Requirement:
An exact restatement of the entire listing is needed, excluding all images.
⁂
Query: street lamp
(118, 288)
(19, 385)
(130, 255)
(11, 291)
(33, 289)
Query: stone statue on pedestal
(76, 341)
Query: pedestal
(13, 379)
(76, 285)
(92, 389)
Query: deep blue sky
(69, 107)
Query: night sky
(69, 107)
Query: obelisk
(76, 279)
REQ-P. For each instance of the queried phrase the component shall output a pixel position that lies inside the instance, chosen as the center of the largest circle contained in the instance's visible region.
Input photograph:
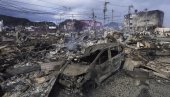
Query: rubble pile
(34, 63)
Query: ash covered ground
(122, 85)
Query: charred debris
(34, 60)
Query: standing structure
(1, 25)
(144, 20)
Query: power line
(14, 1)
(54, 3)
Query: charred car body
(97, 64)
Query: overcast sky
(58, 10)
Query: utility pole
(112, 15)
(105, 10)
(129, 17)
(146, 19)
(94, 22)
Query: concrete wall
(140, 20)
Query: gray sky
(58, 10)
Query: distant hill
(15, 21)
(114, 25)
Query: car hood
(75, 69)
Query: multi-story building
(143, 21)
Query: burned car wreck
(97, 64)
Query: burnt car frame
(98, 63)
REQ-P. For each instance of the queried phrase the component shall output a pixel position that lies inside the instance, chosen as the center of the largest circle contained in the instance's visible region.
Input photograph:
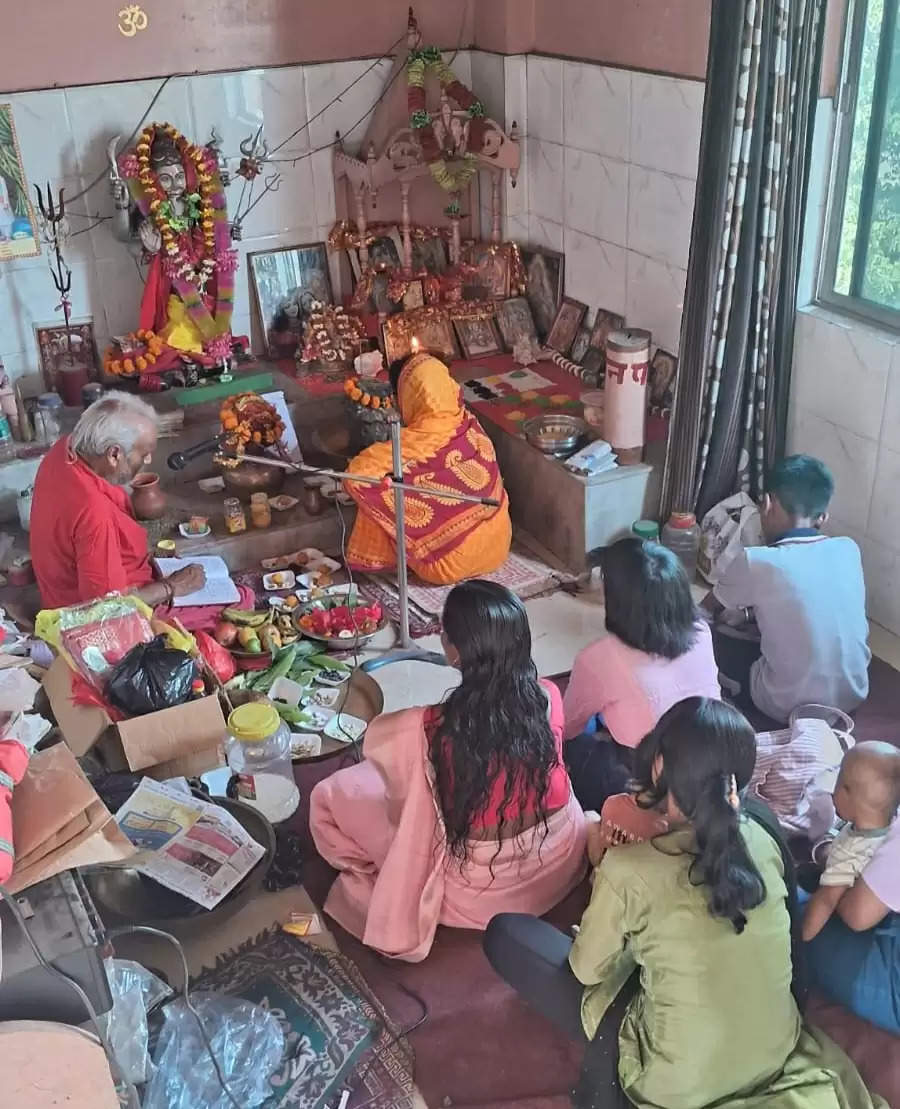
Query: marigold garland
(144, 347)
(453, 177)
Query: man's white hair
(118, 419)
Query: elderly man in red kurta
(84, 538)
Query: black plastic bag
(151, 677)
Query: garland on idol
(456, 177)
(195, 246)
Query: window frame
(826, 294)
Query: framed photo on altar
(478, 336)
(286, 282)
(430, 326)
(52, 344)
(492, 263)
(544, 284)
(566, 324)
(515, 322)
(605, 323)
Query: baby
(866, 795)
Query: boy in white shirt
(808, 598)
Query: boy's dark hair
(803, 485)
(648, 602)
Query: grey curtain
(729, 416)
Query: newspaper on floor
(194, 847)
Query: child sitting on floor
(808, 599)
(866, 795)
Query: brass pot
(247, 478)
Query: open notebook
(220, 589)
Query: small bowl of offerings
(341, 622)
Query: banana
(245, 618)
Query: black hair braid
(722, 862)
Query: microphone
(181, 458)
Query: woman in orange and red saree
(442, 446)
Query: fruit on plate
(246, 637)
(341, 621)
(245, 618)
(225, 632)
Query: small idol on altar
(170, 190)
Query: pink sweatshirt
(632, 690)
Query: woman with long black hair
(681, 973)
(460, 810)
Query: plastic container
(646, 529)
(261, 514)
(258, 752)
(682, 535)
(235, 520)
(48, 418)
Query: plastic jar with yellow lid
(258, 752)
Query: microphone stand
(406, 651)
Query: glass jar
(261, 512)
(235, 520)
(48, 418)
(682, 535)
(258, 752)
(646, 529)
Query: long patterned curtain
(729, 416)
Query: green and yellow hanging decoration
(456, 174)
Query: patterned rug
(336, 1033)
(523, 573)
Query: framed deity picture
(492, 263)
(286, 283)
(661, 379)
(478, 336)
(413, 296)
(544, 283)
(515, 322)
(430, 326)
(53, 348)
(605, 323)
(18, 226)
(429, 254)
(566, 324)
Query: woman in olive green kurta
(701, 914)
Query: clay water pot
(147, 499)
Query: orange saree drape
(443, 446)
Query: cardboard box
(185, 740)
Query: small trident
(55, 231)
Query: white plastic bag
(726, 529)
(248, 1045)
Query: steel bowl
(555, 434)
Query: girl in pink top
(657, 650)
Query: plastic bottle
(682, 535)
(258, 752)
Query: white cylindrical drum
(625, 402)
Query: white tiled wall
(611, 163)
(846, 408)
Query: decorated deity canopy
(442, 145)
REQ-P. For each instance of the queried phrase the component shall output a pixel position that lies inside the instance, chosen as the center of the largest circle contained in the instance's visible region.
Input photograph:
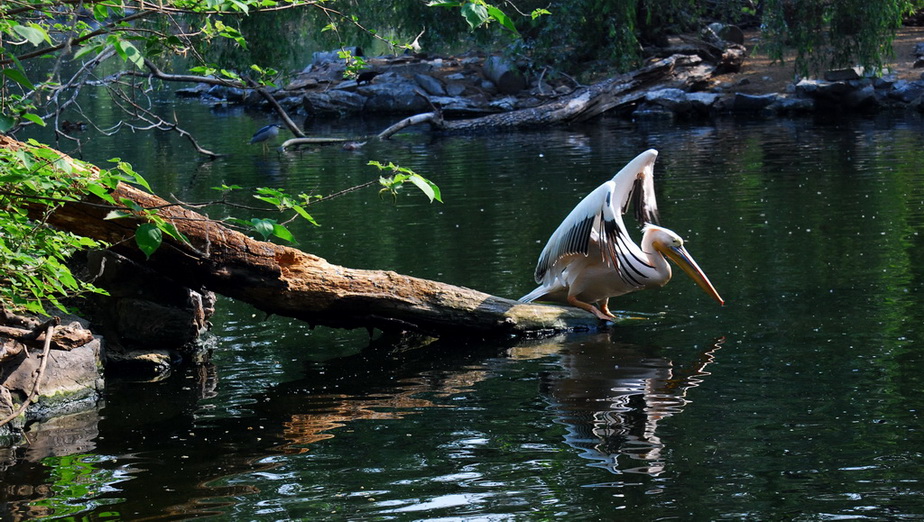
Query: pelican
(590, 256)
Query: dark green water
(800, 399)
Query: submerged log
(623, 91)
(285, 281)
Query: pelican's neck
(661, 269)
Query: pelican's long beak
(683, 259)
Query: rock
(724, 33)
(822, 89)
(862, 99)
(843, 75)
(143, 364)
(703, 102)
(504, 74)
(195, 91)
(919, 50)
(143, 308)
(907, 92)
(674, 100)
(786, 104)
(455, 89)
(398, 97)
(430, 84)
(652, 113)
(230, 94)
(333, 102)
(72, 380)
(750, 102)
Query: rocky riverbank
(714, 75)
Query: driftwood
(586, 103)
(285, 281)
(18, 333)
(620, 92)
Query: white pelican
(590, 256)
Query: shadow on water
(610, 397)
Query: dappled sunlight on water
(799, 399)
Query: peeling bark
(285, 281)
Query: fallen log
(586, 103)
(285, 281)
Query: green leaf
(33, 33)
(6, 122)
(475, 14)
(19, 77)
(264, 227)
(282, 233)
(427, 187)
(502, 18)
(130, 53)
(304, 214)
(117, 214)
(148, 238)
(101, 192)
(34, 118)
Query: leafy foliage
(825, 34)
(33, 269)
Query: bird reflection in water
(612, 397)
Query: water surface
(798, 400)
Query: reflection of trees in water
(611, 396)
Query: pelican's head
(669, 244)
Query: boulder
(674, 100)
(504, 74)
(430, 84)
(393, 97)
(843, 75)
(750, 102)
(335, 101)
(72, 380)
(907, 92)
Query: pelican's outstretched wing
(596, 223)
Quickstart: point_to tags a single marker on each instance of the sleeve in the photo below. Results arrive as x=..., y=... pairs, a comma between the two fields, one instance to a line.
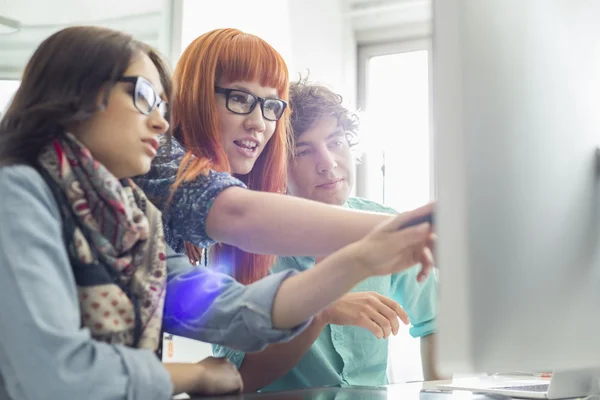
x=234, y=356
x=419, y=300
x=213, y=307
x=184, y=214
x=44, y=352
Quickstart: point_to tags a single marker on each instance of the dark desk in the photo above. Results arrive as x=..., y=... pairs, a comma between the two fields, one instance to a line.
x=410, y=391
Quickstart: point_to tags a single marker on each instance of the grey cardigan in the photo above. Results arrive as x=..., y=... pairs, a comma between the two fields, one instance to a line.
x=44, y=351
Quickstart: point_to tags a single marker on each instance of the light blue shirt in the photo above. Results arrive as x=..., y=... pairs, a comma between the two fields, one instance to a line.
x=44, y=351
x=347, y=355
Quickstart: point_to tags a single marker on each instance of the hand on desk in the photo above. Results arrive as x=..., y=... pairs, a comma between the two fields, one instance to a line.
x=370, y=310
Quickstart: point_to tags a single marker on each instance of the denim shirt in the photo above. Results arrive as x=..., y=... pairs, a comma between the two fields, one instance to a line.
x=349, y=355
x=44, y=351
x=184, y=214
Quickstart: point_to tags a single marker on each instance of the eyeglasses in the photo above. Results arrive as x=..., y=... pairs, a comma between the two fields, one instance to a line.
x=145, y=97
x=242, y=102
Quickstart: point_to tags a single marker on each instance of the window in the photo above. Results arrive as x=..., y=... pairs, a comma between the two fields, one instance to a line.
x=397, y=165
x=7, y=91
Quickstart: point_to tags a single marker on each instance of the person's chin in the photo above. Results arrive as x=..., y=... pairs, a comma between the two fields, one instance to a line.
x=242, y=168
x=141, y=168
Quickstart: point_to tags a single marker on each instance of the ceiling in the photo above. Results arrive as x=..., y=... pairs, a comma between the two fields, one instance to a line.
x=147, y=20
x=377, y=21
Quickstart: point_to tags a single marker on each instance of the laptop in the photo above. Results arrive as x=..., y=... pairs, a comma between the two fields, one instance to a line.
x=528, y=387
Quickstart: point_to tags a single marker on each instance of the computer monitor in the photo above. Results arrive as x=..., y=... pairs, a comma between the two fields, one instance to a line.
x=516, y=108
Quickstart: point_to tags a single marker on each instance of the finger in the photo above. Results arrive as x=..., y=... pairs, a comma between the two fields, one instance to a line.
⁂
Answer for this exercise:
Query: street lamp
(118, 288)
(19, 385)
(130, 255)
(11, 291)
(33, 289)
Query: stone statue on pedestal
(76, 341)
Query: pedestal
(13, 379)
(76, 285)
(92, 389)
Query: deep blue sky
(69, 107)
Query: night sky
(69, 107)
Query: obelisk
(76, 279)
REQ-P. For each instance of the queried phrase the component shall output a pixel position that lies inside the instance, chosen as the center of the largest circle contained in the instance's visible region.
Input photograph:
Query: rubble pile
(34, 63)
Query: ash covered ground
(122, 85)
Query: charred debris
(34, 60)
Query: standing structure
(1, 25)
(144, 20)
Query: power line
(14, 1)
(54, 3)
Query: charred car body
(97, 64)
Query: overcast sky
(58, 10)
Query: utility pole
(112, 15)
(105, 10)
(129, 17)
(146, 19)
(94, 22)
Query: concrete wall
(140, 20)
Query: gray sky
(58, 10)
Query: distant hill
(15, 21)
(114, 25)
Query: car hood
(75, 69)
Query: multi-story building
(143, 21)
Query: burned car wreck
(97, 64)
Query: burnt car frame
(98, 63)
REQ-P. For each instance of the queried phrase the component shall output a pixel position that lies inside the instance, chosen as the center of the largest circle contained in the instance's visible region.
Input photograph:
Query: marigold garland
(144, 347)
(453, 177)
Query: man's white hair
(118, 419)
Query: elderly man in red kurta
(84, 538)
Query: black plastic bag
(151, 677)
Query: garland on idol
(456, 177)
(195, 246)
Query: window frame
(826, 294)
Query: framed photo on altar
(478, 336)
(286, 282)
(430, 326)
(52, 344)
(492, 263)
(544, 284)
(566, 324)
(515, 322)
(605, 323)
Query: baby
(866, 795)
Query: boy in white shirt
(808, 598)
Query: boy's dark hair
(803, 485)
(648, 602)
Query: grey curtain
(729, 416)
Query: newspaper on floor
(194, 847)
Query: child sitting on floor
(808, 599)
(866, 795)
Query: brass pot
(247, 478)
Query: open notebook
(220, 589)
Query: small bowl of offerings
(341, 622)
Query: banana
(245, 618)
Query: black hair braid
(722, 862)
Query: microphone
(181, 458)
Query: woman in orange and red saree
(442, 446)
Query: fruit on plate
(246, 637)
(341, 621)
(245, 618)
(225, 632)
Query: small idol on altar
(170, 190)
Query: pink sweatshirt
(632, 690)
Query: woman with long black hair
(681, 973)
(460, 810)
Query: plastic container
(646, 529)
(261, 514)
(258, 752)
(682, 535)
(235, 520)
(48, 418)
Query: plastic jar with yellow lid
(258, 752)
Query: microphone stand
(406, 651)
Query: glass jar
(261, 512)
(235, 520)
(48, 418)
(682, 535)
(258, 752)
(646, 529)
Query: long patterned curtain
(729, 416)
Query: green and yellow hanging decoration
(456, 174)
Query: patterned rug
(336, 1033)
(523, 573)
Query: framed deity picture
(492, 263)
(286, 283)
(661, 379)
(478, 336)
(413, 296)
(544, 283)
(515, 322)
(430, 326)
(53, 348)
(605, 323)
(18, 226)
(429, 254)
(566, 324)
Query: woman in olive green kurta
(701, 914)
Query: clay water pot
(147, 499)
Query: orange saree drape
(443, 446)
Query: cardboard box
(185, 740)
Query: small trident
(55, 231)
Query: white plastic bag
(726, 529)
(248, 1045)
Query: steel bowl
(555, 434)
Query: girl in pink top
(657, 650)
Query: plastic bottle
(682, 535)
(258, 752)
Query: white cylindrical drum
(625, 402)
Query: white tiled wall
(611, 163)
(846, 408)
Query: decorated deity canopy
(442, 145)
REQ-P. For each instance of the queried phrase the component shall output a pixel position that lies inside the instance, chosen as the center of the largest circle contained in the instance's visible region.
Input photograph:
Query: pelican
(590, 256)
Query: dark green water
(800, 399)
Query: submerged log
(623, 91)
(285, 281)
Query: pelican's neck
(661, 269)
Query: pelican's long beak
(683, 259)
Query: rock
(724, 33)
(822, 89)
(862, 99)
(843, 75)
(143, 364)
(703, 102)
(504, 74)
(195, 91)
(919, 50)
(143, 308)
(907, 92)
(674, 100)
(786, 104)
(455, 89)
(398, 97)
(430, 84)
(652, 113)
(230, 94)
(333, 102)
(72, 380)
(750, 102)
Query: rocky riverbank
(714, 75)
Query: driftwood
(586, 103)
(285, 281)
(18, 333)
(620, 92)
Query: white pelican
(590, 256)
Query: shadow on water
(610, 397)
Query: dappled sunlight on water
(799, 399)
Query: peeling bark
(285, 281)
Query: fallen log
(586, 103)
(285, 281)
Query: green leaf
(33, 33)
(6, 122)
(475, 14)
(19, 77)
(264, 227)
(282, 233)
(427, 187)
(502, 18)
(130, 53)
(304, 214)
(117, 214)
(148, 238)
(101, 192)
(34, 118)
Query: leafy foliage
(825, 34)
(33, 269)
Query: bird reflection in water
(612, 397)
Query: water surface
(798, 400)
Query: reflection of trees in water
(611, 396)
Query: pelican's head
(669, 244)
Query: boulder
(674, 100)
(504, 74)
(430, 84)
(393, 97)
(843, 75)
(750, 102)
(335, 101)
(72, 380)
(907, 92)
Query: pelican's outstretched wing
(596, 223)
Quickstart: point_to tags a single marker on each instance of the sleeve in the photo below. Results arrive as x=..., y=... pairs, a comma between the two fields, one instance to a line.
x=234, y=356
x=419, y=300
x=213, y=307
x=184, y=214
x=44, y=352
Quickstart: point_to tags a single marker on each instance of the dark desk in the photo above. Results arrive as x=..., y=... pairs, a comma between the two fields, one instance to a line.
x=410, y=391
Quickstart: point_to tags a single marker on each instance of the grey cardigan in the photo above. Results arrive as x=..., y=... pairs, a comma between the two fields, one instance to a line.
x=44, y=351
Quickstart: point_to tags a single marker on each instance of the light blue shirt in the photo above. Results arrive as x=..., y=... pairs, a comma between the two fields, one instance to a line.
x=44, y=351
x=347, y=355
Quickstart: point_to tags a single marker on each instance of the hand on desk in the photo above. Results arrive as x=..., y=... pairs, a comma between the two fields, one instance to a line.
x=370, y=310
Quickstart: point_to tags a single marker on each instance of the denim shirt in the photo above. Results arrive as x=..., y=... pairs, a comma between the two fields, one instance to a line.
x=349, y=355
x=44, y=351
x=184, y=214
Quickstart: point_to tags a single marker on each instance of the eyeglasses in the photo above. Results arrive as x=..., y=... pairs, a comma between the two fields, one instance to a line.
x=145, y=97
x=242, y=102
Quickstart: point_to tags a single marker on each instance of the window in the photo above. Results arrive as x=..., y=... pairs, a comma between the two fields, one instance to a line.
x=397, y=165
x=7, y=91
Quickstart: point_to tags a single marker on each instance of the person's chin in the photo above. Results arrive as x=..., y=... pairs, a comma between the two fields, one instance to a line.
x=242, y=168
x=141, y=168
Quickstart: point_to tags a single marker on each instance of the ceiling in the photo above. Results arrive as x=..., y=... pairs, a comma between the two fields, one instance to a line.
x=147, y=20
x=377, y=21
Quickstart: point_to tags a single marker on each instance of the laptop in the photo above. Results arrive as x=..., y=... pairs, a comma between the two fields, one instance to a line.
x=528, y=387
Quickstart: point_to tags a single marker on each instance of the computer monitor in the photo above. Results arrive as x=..., y=... pairs, a comma between the two fields, one instance to a line.
x=516, y=108
Quickstart: point_to tags a single marker on each instance of the finger in the photo above. Results arrive as x=..., y=... pairs, a comma between the two fields, one instance to a line.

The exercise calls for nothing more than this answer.